**Set exercise**
Copy out the Epiphany Sunday sermon below in full, word for word.

**Excerpt provided**
_____

Epiphany Sunday

Epiphany Sunday - A sermon by Fr James

There’s a lovely phrase I read from that great towering Anglican theologian Ian Hislop: it was in a book called, Why I Am Still an Anglican: ‘I've tried atheism and I can't stick at it: I keep having doubts.’

I regularly chat to people about religious faith and then very often tend to expect me as a priest to have rock solid belief, that I have no unanswered questions, that I’m totally signed up to, and in agreement with, everything in the Bible. They then are rather surprised when I express my comfortableness with doubt, and with living with multiple unanswered questions which I regularly grabble with. All of which raises questions about the nature of belief. Many people have expressed their frustration and impatience with Richard Dawkins, for instance, for his inattentiveness to how people actually experience faith. Belief for Dawkins is, on the whole, considered as a series of propositions which are to be demolished one by one. But Christians don’t usually wake up on a Sunday morning and think – goodness, isn’t the ontological argument rubbish – I think I’ll stay in bed.

Theologians are just as prone to such forms of argument when reading the Bible; the American scholar William Lane Craig (his area is Reformed Epistemology) have spent a good deal of energy establishing the evidence to prove that the resurrection was an indisputable historical event.
Both the Dawkins and Craig approaches to faith seem to me rather odd, although they are very entertaining when they’re brought together to beat each other up in debate. Both seem to see faith as primarily a series of propositions, historical or philosophical, that need to be defended or demolished. But faith in doesn’t work like that.

_____

**Listed entries**
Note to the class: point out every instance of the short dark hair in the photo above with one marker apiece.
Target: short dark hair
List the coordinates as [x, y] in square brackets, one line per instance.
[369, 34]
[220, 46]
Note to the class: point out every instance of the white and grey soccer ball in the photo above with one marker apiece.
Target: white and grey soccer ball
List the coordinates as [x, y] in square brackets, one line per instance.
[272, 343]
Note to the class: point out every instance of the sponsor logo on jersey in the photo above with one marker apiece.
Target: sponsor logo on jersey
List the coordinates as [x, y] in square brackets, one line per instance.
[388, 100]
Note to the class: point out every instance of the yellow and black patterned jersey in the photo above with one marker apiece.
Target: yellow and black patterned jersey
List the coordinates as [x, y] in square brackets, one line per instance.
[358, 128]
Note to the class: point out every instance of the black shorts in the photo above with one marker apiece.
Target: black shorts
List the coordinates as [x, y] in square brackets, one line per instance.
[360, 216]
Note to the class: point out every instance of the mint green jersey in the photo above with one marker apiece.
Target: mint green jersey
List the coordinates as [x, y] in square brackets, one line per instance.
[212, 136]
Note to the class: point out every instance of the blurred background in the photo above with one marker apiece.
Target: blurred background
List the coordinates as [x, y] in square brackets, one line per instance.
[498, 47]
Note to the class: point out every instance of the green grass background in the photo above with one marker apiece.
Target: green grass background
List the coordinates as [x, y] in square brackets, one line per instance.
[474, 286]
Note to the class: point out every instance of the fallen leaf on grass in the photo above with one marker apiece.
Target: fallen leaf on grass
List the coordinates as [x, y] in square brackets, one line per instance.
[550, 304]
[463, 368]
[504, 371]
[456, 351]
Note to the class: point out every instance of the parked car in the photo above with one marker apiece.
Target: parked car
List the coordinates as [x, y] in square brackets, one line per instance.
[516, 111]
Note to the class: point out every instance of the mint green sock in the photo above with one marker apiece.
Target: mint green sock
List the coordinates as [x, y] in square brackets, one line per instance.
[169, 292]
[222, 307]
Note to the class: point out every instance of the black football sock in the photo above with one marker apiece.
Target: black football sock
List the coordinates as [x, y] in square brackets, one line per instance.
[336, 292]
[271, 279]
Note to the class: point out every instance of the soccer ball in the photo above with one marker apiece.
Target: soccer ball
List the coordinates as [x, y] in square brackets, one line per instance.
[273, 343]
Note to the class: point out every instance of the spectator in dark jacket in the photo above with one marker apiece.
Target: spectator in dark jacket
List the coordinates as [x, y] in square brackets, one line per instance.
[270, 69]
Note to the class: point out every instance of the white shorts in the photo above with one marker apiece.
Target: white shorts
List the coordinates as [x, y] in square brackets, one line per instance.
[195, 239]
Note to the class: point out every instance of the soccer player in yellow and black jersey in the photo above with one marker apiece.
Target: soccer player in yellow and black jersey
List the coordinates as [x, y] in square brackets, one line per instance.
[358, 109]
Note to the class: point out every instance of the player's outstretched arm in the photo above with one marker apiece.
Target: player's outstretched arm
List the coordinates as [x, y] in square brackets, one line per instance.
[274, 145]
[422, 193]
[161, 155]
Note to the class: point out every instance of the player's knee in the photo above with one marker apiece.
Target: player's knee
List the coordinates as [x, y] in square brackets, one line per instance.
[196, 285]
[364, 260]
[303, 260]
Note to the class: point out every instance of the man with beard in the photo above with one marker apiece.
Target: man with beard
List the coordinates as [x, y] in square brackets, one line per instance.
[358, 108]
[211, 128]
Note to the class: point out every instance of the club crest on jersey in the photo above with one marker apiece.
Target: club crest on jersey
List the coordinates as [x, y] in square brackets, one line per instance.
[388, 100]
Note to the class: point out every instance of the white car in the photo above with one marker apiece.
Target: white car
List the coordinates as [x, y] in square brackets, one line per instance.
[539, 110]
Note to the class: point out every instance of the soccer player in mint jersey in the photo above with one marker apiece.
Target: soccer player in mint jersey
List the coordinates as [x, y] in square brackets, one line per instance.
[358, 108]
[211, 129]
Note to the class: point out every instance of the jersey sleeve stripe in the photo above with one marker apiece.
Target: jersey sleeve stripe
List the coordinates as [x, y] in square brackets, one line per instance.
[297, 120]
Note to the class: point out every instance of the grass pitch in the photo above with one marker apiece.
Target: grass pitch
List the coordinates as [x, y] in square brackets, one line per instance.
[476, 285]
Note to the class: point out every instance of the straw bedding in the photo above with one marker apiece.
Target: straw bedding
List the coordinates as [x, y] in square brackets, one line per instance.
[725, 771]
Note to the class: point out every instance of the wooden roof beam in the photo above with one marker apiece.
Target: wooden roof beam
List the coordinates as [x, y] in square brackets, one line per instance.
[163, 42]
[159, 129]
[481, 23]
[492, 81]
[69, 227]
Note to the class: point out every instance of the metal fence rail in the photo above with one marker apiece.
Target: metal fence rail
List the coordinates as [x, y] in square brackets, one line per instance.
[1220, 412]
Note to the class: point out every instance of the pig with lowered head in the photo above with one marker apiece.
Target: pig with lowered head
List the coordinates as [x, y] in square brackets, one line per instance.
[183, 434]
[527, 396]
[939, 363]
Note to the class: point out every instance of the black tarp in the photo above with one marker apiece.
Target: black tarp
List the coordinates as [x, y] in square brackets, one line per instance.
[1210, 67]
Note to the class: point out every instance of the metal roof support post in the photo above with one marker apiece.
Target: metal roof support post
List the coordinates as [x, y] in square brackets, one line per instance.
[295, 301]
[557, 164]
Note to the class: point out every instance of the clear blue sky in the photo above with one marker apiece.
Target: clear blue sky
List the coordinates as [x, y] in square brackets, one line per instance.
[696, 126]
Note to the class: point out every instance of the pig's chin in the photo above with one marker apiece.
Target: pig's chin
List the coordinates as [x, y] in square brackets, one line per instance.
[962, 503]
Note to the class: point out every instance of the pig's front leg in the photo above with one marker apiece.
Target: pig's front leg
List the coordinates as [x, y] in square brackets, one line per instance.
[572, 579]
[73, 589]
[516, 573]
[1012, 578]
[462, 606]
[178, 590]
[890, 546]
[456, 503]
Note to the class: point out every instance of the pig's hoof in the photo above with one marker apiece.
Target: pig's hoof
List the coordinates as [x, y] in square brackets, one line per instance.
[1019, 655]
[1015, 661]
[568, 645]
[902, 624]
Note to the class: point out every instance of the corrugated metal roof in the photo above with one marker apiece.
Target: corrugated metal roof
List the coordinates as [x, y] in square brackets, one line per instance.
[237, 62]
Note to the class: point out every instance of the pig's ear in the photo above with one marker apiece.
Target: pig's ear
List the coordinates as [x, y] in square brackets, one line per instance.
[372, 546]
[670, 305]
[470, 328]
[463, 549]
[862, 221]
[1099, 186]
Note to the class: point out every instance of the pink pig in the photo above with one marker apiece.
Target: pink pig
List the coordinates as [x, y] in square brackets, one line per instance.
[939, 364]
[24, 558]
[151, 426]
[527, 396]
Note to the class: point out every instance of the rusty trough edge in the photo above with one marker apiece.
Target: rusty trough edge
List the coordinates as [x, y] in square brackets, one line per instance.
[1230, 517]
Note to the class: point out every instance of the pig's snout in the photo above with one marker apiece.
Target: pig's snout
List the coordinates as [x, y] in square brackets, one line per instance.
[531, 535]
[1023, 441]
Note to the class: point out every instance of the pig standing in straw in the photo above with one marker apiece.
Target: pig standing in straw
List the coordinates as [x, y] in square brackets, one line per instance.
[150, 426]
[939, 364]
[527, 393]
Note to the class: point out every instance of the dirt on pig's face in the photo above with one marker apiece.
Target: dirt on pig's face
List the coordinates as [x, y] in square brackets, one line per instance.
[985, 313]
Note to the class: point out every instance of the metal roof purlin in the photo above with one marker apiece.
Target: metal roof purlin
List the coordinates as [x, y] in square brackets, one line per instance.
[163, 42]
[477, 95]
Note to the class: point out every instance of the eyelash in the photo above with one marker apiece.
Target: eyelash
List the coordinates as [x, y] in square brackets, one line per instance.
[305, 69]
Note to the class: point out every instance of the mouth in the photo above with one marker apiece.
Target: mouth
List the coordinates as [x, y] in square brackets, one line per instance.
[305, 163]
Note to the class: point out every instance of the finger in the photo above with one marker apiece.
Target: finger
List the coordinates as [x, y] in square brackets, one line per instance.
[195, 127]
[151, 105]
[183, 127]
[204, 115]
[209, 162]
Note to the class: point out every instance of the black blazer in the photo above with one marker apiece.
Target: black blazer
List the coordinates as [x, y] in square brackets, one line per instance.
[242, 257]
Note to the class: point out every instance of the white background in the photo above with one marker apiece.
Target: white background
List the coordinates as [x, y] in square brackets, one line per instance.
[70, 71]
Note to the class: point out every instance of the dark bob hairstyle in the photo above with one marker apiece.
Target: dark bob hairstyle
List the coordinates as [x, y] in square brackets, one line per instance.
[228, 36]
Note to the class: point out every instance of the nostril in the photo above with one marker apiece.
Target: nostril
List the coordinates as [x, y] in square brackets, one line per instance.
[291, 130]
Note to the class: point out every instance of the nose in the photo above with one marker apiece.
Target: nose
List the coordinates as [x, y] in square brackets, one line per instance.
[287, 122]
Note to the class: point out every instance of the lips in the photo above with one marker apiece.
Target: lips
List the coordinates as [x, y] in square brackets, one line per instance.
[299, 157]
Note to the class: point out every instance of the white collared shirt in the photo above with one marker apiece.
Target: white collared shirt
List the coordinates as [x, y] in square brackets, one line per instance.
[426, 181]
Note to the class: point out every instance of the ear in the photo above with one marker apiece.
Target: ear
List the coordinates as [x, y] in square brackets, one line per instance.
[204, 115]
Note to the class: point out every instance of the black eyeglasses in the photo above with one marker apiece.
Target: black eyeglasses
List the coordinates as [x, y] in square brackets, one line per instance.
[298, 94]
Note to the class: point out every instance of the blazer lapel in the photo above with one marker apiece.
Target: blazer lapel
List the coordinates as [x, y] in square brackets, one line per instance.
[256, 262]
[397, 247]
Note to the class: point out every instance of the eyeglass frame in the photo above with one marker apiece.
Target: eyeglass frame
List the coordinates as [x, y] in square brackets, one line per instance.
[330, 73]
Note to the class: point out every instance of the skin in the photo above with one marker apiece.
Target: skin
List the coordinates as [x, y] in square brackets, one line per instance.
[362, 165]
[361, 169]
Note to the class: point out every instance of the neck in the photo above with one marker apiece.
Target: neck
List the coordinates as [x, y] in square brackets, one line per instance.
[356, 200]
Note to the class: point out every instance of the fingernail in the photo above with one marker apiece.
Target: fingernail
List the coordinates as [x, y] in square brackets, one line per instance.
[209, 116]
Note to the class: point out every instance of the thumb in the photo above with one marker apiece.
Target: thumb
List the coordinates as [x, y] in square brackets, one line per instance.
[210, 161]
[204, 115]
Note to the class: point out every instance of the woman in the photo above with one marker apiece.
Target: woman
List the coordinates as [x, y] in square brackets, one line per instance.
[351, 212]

_____

**The reply**
Epiphany Sunday

Epiphany Sunday - A sermon by Fr James

There’s a lovely phrase I read from that great towering Anglican theologian Ian Hislop: it was in a book called, Why I Am Still an Anglican: ‘I've tried atheism and I can't stick at it: I keep having doubts.’

I regularly chat to people about religious faith and then very often tend to expect me as a priest to have rock solid belief, that I have no unanswered questions, that I’m totally signed up to, and in agreement with, everything in the Bible. They then are rather surprised when I express my comfortableness with doubt, and with living with multiple unanswered questions which I regularly grabble with. All of which raises questions about the nature of belief. Many people have expressed their frustration and impatience with Richard Dawkins, for instance, for his inattentiveness to how people actually experience faith. Belief for Dawkins is, on the whole, considered as a series of propositions which are to be demolished one by one. But Christians don’t usually wake up on a Sunday morning and think – goodness, isn’t the ontological argument rubbish – I think I’ll stay in bed.

Theologians are just as prone to such forms of argument when reading the Bible; the American scholar William Lane Craig (his area is Reformed Epistemology) have spent a good deal of energy establishing the evidence to prove that the resurrection was an indisputable historical event.
Both the Dawkins and Craig approaches to faith seem to me rather odd, although they are very entertaining when they’re brought together to beat each other up in debate. Both seem to see faith as primarily a series of propositions, historical or philosophical, that need to be defended or demolished. But faith in doesn’t work like that.